:: WRITTEN TASK 1 ::
Rewrite the Bessel function question starting with "I got one of" and going on through "the Bessel function.", putting "series form" in place of "integral form".

:: EXCERPT ::
....

I got one of the proof that Bessel functions of the first kind of integer order are linearly dependent from proofwiki. However, it proves from the integral form of the Bessel function.
How can I prove
$${J_{-n}}(x) = (-1)^{n} \, J_n(x)$$
starting from
$$J_{\alpha }(x)=\sum _{m=0}^{\infty }{\frac {(-1)^{m}}{m!\Gamma (m+\alpha +1)}}{\left({\frac {x}{2}}\right)}^{2m+\alpha}$$
I can't get the equation to show linearly dependent by replacing $\alpha$ with $-\alpha$.

....

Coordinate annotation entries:
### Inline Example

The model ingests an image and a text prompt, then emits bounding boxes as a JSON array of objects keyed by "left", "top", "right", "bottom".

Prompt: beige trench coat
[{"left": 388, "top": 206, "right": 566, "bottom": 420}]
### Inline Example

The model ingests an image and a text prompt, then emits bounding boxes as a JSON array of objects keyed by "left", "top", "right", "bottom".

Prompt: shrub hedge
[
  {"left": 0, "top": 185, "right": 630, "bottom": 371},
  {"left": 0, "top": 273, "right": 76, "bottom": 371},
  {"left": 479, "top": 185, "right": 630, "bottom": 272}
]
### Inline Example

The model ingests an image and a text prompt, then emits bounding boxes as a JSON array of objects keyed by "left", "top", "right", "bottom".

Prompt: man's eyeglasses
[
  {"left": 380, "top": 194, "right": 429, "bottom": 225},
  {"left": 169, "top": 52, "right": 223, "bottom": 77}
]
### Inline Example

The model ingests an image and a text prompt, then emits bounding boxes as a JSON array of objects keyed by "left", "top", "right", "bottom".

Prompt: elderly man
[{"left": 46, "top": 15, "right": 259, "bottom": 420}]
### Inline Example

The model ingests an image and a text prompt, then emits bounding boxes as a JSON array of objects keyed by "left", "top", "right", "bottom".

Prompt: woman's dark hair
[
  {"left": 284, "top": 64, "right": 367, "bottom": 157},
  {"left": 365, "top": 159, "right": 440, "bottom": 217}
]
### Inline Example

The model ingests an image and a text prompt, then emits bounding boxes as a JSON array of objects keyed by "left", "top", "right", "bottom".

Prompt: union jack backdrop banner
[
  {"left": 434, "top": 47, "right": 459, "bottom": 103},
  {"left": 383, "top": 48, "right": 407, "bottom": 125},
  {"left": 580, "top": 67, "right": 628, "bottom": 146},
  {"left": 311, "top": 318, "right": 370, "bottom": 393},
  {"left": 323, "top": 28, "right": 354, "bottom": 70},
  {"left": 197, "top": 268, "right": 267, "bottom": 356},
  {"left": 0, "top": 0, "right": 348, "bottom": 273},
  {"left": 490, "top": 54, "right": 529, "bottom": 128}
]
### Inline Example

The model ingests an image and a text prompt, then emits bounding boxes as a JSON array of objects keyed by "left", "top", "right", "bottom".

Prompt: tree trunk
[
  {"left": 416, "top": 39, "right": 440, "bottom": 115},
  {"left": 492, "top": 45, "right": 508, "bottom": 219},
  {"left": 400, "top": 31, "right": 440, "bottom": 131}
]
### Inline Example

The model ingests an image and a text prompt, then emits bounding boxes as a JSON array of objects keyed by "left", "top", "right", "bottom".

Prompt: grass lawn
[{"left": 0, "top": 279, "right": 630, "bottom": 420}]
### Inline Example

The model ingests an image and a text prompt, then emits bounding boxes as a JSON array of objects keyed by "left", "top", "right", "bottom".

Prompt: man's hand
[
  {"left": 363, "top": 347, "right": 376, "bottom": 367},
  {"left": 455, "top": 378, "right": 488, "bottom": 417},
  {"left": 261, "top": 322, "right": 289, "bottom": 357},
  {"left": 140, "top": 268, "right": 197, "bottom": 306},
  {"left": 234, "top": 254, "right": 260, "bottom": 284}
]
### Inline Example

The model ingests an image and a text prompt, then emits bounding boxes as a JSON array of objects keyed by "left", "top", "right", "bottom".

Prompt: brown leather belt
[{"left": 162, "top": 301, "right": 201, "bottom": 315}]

....

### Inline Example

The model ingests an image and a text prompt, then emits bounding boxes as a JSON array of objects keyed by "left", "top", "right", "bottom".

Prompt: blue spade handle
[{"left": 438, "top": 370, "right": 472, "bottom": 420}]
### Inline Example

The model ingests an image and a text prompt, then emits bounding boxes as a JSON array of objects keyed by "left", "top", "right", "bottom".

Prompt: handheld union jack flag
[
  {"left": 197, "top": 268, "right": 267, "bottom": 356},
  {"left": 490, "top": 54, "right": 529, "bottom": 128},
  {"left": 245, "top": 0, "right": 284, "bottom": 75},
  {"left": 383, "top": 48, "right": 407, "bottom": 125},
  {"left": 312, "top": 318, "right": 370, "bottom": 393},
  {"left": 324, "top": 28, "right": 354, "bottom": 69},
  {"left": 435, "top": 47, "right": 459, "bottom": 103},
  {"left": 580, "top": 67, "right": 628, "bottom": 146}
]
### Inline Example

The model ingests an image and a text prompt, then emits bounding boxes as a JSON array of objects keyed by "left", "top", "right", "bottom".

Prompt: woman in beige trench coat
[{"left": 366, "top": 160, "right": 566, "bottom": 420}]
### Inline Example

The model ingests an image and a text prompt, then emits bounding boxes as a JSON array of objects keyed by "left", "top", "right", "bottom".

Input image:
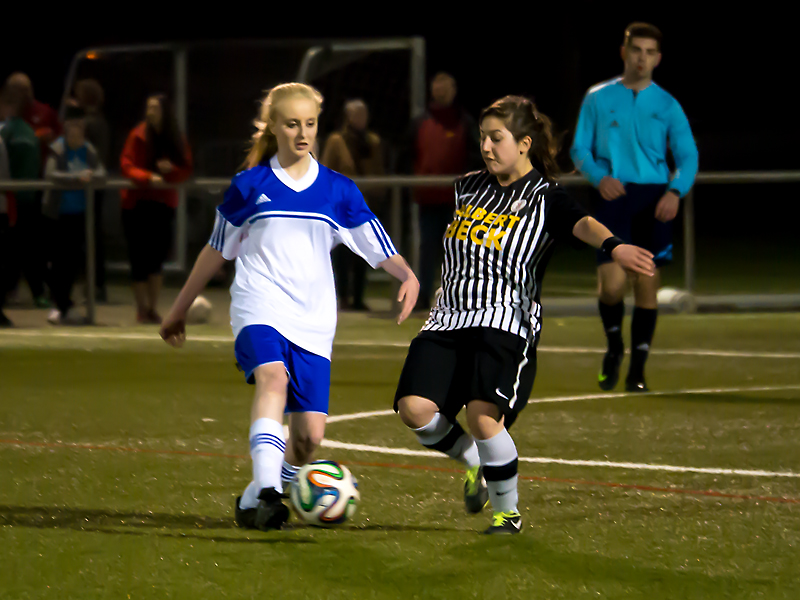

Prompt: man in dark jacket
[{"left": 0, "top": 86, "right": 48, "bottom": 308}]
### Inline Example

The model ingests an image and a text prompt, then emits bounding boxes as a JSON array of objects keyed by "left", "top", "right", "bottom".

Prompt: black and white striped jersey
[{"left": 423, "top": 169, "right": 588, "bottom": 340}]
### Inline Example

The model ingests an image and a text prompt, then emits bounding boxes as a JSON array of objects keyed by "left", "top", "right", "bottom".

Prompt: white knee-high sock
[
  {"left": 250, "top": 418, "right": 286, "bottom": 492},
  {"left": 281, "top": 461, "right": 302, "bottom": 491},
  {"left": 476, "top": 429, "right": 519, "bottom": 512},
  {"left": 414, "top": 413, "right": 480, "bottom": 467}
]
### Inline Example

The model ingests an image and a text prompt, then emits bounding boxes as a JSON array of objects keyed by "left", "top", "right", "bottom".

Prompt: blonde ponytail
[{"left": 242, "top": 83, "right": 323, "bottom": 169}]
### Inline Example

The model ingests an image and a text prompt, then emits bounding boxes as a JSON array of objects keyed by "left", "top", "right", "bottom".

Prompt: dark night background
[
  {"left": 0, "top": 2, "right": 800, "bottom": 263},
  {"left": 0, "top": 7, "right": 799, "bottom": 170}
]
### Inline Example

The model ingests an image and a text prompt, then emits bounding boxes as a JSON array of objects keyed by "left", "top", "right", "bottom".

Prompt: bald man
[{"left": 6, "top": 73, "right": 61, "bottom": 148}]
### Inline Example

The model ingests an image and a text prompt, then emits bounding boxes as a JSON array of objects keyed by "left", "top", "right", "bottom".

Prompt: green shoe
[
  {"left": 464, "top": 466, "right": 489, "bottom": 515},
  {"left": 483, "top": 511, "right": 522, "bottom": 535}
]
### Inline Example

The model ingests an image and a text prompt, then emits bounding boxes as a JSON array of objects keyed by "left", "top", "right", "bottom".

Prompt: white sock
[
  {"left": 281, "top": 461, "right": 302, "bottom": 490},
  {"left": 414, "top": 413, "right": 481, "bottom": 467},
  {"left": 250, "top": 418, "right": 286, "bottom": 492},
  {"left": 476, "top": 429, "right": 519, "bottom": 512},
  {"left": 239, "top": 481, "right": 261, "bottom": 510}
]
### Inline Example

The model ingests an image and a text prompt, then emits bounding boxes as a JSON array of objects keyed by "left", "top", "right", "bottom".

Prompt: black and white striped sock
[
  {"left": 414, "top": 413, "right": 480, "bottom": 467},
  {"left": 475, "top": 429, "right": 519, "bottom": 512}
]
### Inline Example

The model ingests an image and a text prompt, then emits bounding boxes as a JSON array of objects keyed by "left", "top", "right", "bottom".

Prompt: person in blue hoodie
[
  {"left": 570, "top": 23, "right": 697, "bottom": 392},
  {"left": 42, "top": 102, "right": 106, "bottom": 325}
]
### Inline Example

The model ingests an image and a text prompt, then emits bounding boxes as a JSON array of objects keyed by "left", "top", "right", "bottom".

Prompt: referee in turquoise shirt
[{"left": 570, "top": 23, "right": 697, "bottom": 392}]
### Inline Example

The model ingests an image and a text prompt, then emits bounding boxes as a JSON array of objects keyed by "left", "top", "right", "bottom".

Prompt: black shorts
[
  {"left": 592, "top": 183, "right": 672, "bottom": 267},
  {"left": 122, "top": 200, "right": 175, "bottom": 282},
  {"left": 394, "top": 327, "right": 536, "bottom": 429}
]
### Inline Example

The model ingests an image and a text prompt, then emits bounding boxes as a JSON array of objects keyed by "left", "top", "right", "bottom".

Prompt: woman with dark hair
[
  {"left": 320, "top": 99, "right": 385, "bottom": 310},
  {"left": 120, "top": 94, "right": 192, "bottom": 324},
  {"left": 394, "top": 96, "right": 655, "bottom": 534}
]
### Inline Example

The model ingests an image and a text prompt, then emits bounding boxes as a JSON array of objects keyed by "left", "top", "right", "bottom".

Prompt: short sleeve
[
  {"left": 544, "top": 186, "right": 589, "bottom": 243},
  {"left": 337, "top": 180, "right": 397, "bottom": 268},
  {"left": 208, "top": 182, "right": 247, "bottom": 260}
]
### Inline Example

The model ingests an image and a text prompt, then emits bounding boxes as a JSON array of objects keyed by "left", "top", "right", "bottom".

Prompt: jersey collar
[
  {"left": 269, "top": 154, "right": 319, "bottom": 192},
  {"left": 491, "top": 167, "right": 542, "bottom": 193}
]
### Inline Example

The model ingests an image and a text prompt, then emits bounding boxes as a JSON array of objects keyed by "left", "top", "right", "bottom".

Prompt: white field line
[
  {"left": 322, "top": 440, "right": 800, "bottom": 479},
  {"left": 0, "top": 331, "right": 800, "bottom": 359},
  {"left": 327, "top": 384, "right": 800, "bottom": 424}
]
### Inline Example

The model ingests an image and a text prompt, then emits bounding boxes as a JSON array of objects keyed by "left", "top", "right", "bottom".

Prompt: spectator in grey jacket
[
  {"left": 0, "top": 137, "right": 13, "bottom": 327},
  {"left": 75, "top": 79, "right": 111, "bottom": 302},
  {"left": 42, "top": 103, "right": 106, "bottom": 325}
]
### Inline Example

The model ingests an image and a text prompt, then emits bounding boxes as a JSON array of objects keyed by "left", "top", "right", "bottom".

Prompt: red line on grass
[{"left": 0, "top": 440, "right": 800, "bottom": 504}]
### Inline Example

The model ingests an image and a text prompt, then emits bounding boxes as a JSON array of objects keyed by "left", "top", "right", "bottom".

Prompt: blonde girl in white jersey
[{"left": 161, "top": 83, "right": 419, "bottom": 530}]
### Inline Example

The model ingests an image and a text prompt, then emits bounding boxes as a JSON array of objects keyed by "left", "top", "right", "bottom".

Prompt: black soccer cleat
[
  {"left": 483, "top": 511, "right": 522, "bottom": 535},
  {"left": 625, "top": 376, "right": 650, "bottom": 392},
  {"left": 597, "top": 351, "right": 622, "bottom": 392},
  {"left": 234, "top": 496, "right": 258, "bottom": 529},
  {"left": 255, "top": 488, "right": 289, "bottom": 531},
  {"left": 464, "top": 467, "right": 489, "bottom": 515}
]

....

:: WRITTEN TASK 2 ::
Copy out each line of the entries that contains the string "sock".

:: EXERCISE RESULT 1 ::
I got one of the proof that Bessel functions of the first kind of integer order are linearly dependent from proofwiki. However, it proves from the series form of the Bessel function.

:: EXERCISE RESULT 2 ::
Prompt: white knee-high sock
Prompt: white sock
Prompt: black and white striped sock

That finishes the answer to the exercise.